Diagnosing bedwetting

It's likely your GP will ask you or your child about their bedwetting to check for any underlying cause and help determine the most effective treatment.

Examples of questions your GP may ask include:

  • Has bedwetting started suddenly after a previous history of dryness, or has this been a persistent problem since early childhood?
  • If there's been no history of bedwetting, could there be any medical, physical or emotional triggers that might explain the symptoms?
  • How many nights a week does bedwetting happen?
  • How many times a night does bedwetting happen?
  • Is there a large amount of urine?
  • Does your child wake up after wetting the bed?
  • Is your child having any daytime symptoms, such as a frequent or urgent need to pee or loss of bladder control ( Urinary incontinence ), or are they straining to pass urine?
  • Is your child having any additional symptoms unrelated to urination, such as constipation , feeling thirsty all the time or a high temperature (fever) of 38C (100.4F) or above?
  • How much fluid does your child drink during the day and have you ever tried restricting their fluid intake in the evenings?
  • How often does your child go to the toilet during the day?

- TASK SET -
**A.** Decide whether each statement agrees with the passage on diagnosing bedwetting: (i) the GP may ask how many nights a week bedwetting happens; (ii) the fever mentioned is a temperature of 37C or above; (iii) the GP may ask whether the child wakes up after wetting the bed. Answer yes or no for each and quote the words of the passage that decide it.
**B.** Reproduce word for word the stretch of the passage on diagnosing bedwetting from "Diagnosing bedwetting" through "to pass urine?".

- EXERCISE DATA -
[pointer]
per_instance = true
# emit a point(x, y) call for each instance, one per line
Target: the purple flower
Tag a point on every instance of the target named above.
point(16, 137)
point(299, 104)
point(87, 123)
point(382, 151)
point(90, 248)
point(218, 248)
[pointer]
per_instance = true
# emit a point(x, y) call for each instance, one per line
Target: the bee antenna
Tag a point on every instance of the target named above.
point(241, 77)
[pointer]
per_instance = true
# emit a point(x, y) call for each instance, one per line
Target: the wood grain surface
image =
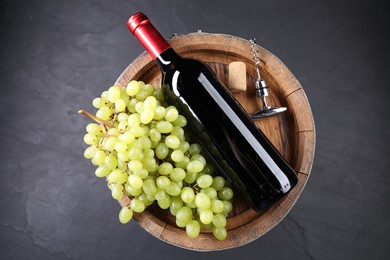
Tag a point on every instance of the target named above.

--

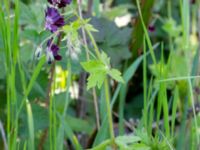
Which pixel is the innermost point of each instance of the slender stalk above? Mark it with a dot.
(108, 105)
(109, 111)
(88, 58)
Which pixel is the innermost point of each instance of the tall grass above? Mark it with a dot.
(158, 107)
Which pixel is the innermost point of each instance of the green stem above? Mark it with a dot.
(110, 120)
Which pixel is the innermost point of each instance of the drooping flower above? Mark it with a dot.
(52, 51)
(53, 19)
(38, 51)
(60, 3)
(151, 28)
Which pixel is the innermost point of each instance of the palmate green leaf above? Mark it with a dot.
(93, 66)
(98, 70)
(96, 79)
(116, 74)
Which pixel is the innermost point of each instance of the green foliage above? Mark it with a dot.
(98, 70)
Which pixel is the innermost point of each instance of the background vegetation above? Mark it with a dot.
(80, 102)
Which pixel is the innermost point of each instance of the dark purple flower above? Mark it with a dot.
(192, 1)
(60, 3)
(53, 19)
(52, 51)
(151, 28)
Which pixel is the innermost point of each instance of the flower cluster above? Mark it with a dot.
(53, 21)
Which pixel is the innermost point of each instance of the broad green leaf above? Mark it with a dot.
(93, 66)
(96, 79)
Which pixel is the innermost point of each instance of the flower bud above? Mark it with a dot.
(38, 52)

---

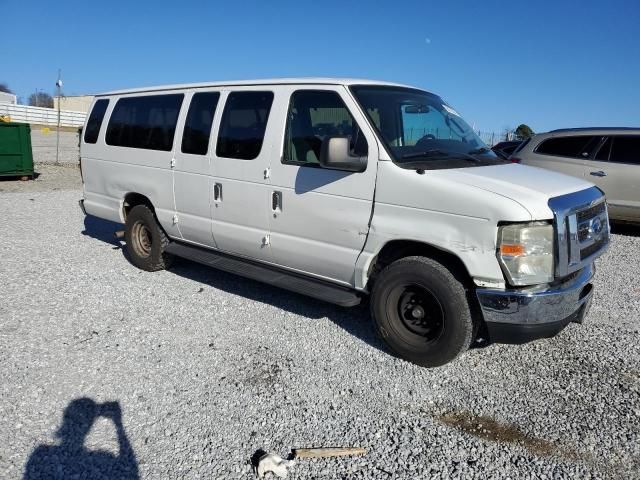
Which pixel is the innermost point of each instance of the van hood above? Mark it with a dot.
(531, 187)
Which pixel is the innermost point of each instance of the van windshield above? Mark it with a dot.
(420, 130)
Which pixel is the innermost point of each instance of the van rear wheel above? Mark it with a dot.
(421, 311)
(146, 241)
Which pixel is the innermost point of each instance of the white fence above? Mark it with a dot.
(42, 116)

- SOLUTIONS TO THE EXERCISE -
**A.**
(i) Yes: "How many nights a week does bedwetting happen?"
(ii) No: "a high temperature (fever) of 38C (100.4F) or above"
(iii) Yes: "Does your child wake up after wetting the bed?"

**B.**
Diagnosing bedwetting

It's likely your GP will ask you or your child about their bedwetting to check for any underlying cause and help determine the most effective treatment.

Examples of questions your GP may ask include:

  • Has bedwetting started suddenly after a previous history of dryness, or has this been a persistent problem since early childhood?
  • If there's been no history of bedwetting, could there be any medical, physical or emotional triggers that might explain the symptoms?
  • How many nights a week does bedwetting happen?
  • How many times a night does bedwetting happen?
  • Is there a large amount of urine?
  • Does your child wake up after wetting the bed?
  • Is your child having any daytime symptoms, such as a frequent or urgent need to pee or loss of bladder control ( Urinary incontinence ), or are they straining to pass urine?